__DATASET EXTRACT__.
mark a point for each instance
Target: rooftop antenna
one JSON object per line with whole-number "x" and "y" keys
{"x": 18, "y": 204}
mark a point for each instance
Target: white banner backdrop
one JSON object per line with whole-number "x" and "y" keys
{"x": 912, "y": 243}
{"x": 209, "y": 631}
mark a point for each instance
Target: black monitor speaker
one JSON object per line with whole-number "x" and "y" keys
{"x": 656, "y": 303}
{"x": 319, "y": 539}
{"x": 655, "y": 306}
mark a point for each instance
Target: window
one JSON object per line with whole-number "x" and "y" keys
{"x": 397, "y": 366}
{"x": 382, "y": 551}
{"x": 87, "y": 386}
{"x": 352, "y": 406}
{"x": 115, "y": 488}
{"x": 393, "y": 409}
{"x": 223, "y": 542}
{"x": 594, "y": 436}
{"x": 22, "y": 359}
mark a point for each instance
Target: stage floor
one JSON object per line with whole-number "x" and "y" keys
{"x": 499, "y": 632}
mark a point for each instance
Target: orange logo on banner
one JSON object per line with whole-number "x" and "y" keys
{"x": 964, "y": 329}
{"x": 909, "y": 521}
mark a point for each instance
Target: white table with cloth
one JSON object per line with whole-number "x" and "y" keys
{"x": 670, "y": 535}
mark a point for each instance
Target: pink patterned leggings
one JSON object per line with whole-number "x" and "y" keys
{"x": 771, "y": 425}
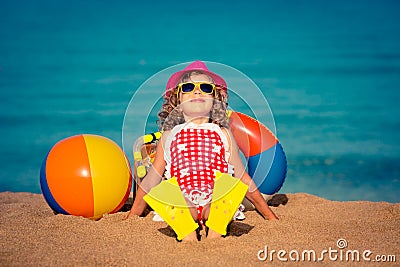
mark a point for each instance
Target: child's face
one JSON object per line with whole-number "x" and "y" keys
{"x": 196, "y": 104}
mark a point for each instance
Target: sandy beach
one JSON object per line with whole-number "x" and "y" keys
{"x": 310, "y": 229}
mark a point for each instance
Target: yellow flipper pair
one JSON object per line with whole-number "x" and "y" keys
{"x": 167, "y": 200}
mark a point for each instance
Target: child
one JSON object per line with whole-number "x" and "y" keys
{"x": 195, "y": 143}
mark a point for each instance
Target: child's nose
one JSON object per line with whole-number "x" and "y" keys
{"x": 197, "y": 90}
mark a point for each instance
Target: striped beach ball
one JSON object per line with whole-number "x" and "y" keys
{"x": 86, "y": 175}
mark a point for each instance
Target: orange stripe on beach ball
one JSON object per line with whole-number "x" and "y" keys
{"x": 69, "y": 176}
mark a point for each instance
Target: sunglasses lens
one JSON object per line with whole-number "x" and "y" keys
{"x": 206, "y": 88}
{"x": 187, "y": 87}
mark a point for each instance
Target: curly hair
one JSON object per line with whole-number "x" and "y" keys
{"x": 170, "y": 115}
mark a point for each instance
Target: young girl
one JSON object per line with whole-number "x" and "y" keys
{"x": 195, "y": 144}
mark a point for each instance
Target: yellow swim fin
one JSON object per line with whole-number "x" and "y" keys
{"x": 228, "y": 193}
{"x": 167, "y": 200}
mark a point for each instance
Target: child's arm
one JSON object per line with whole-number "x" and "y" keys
{"x": 152, "y": 178}
{"x": 253, "y": 194}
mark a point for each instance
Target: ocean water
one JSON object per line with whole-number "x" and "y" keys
{"x": 330, "y": 72}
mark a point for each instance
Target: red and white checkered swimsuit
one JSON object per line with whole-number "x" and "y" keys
{"x": 196, "y": 152}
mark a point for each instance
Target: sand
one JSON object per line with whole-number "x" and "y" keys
{"x": 31, "y": 235}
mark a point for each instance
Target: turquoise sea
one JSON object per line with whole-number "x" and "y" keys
{"x": 330, "y": 71}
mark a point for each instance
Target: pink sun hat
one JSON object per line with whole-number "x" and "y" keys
{"x": 199, "y": 66}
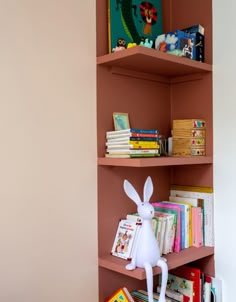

__TASK OBJECTIVE__.
Pull out every line of the data above that contains the word "beach".

__OUTPUT OF THE EXERCISE__.
Target: sandy beach
Target: striped beach ball
Target: orange stripe on beach ball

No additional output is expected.